◆ THE TASKS ◆
1. Translate this sentence from the regmatches documentation into French: "Missing replacement values are not allowed."
2. Resume the regmatches documentation from the point where it stops.

◆ DOCUMENT ◆
* * * * *
\name{regmatches}
\alias{regmatches}
\alias{regmatches<-}
\title{Extract or Replace Matched Substrings}
\description{
  Extract or replace matched substrings from match data obtained by
  \code{\link{regexpr}}, \code{\link{gregexpr}} or
  \code{\link{regexec}}.
}
\usage{
regmatches(x, m, invert = FALSE)
regmatches(x, m, invert = FALSE) <- value
}
\arguments{
  \item{x}{a character vector}
  \item{m}{an object with match data}
  \item{invert}{a logical: if \code{TRUE}, extract or replace the
    non-matched substrings.}
  \item{value}{an object with suitable replacement values for the
    matched or non-matched substrings (see \code{Details}).}
}
\details{
  If \code{invert} is \code{FALSE} (default), \code{regmatches} extracts
  the matched substrings as specified by the match data.  For vector
  match data (as obtained from \code{\link{regexpr}}), empty matches are
  dropped; for list match data, empty matches give empty components
  (zero-length character vectors).

  If \code{invert} is \code{TRUE}, \code{regmatches} extracts the
  non-matched substrings, i.e., the strings are split according to the
  matches similar to \code{\link{strsplit}} (for vector match data, at
  most a single split is performed).

  Note that the match data can be obtained from regular expression
  matching on a modified version of \code{x} with the same numbers of
  characters.

  The replacement function can be used for replacing the matched or
  non-matched substrings.  For vector match data, if \code{invert} is
  \code{FALSE}, \code{value} should be a character vector with length the
  number of matched elements in \code{m}.  Otherwise, it should be a
  list of character vectors with the same length as \code{m}, each as
  long as the number of replacements needed.  Replacement coerces values
  to character or list and generously recycles values as needed.
  Missing replacement values are not allowed.
}
\value{
  For \code{regmatches}, a character vector with the matched substrings
  if \code{m} is a vector and \code{invert} is \code{FALSE}.  Otherwise,
  a list with the matched or non-matched substrings.
* * * * *
◆ SUPPLIED DATA ◆

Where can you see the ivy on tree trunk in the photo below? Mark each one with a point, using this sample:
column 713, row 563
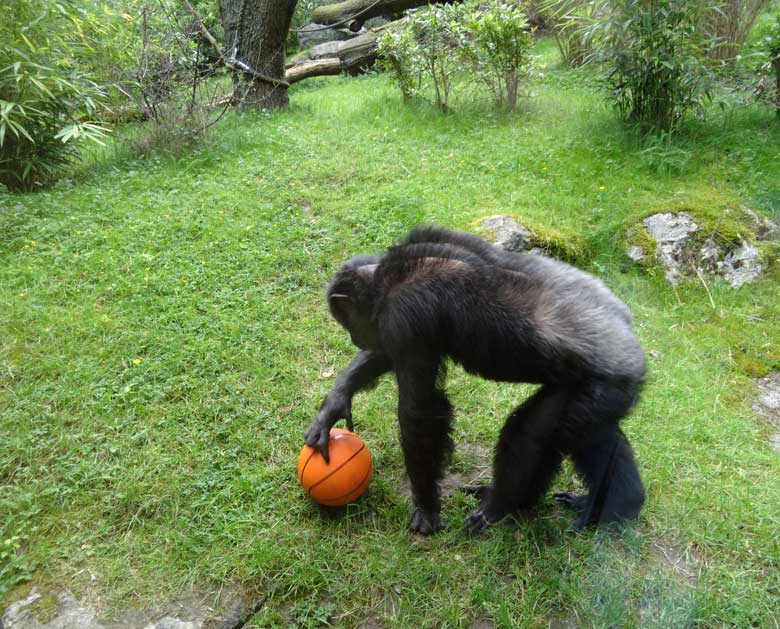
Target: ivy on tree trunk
column 255, row 37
* * * * *
◆ RESULTS BY TASK ◆
1. Les valeurs de remplacement manquantes ne sont pas autorisées.

2.
  For \code{regmatches<-}, the updated character vector.
}
\examples{
x <- c("A and B", "A, B and C", "A, B, C and D", "foobar")
pattern <- "[[:space:]]*(,|and)[[:space:]]"
## Match data from regexpr()
m <- regexpr(pattern, x)
regmatches(x, m)
regmatches(x, m, invert = TRUE)
## Match data from gregexpr()
m <- gregexpr(pattern, x)
regmatches(x, m)
regmatches(x, m, invert = TRUE)

## Consider
x <- "John (fishing, hunting), Paul (hiking, biking)"
## Suppose we want to split at the comma (plus spaces) between the
## persons, but not at the commas in the parenthesized hobby lists.
## One idea is to "blank out" the parenthesized parts to match the
## parts to be used for splitting, and extract the persons as the
## non-matched parts.
## First, match the parenthesized hobby lists.
m <- gregexpr("\\\\([^)]*\\\\)", x)
## Write a little utility for creating blank strings with given numbers
## of characters.
blanks <- function(n) {
     vapply(Map(rep.int, rep.int(" ", length(n)), n, USE.NAMES = FALSE),
           paste, "", collapse = "")
}
## Create a copy of x with the parenthesized parts blanked out.
s <- x
regmatches(s, m) <- Map(blanks, lapply(regmatches(s, m), nchar))
s
## Compute the positions of the split matches (note that we cannot call
## strsplit() on x with match data from s).
m <- gregexpr(", *", s)
## And finally extract the non-matched parts.
regmatches(x, m, invert = TRUE)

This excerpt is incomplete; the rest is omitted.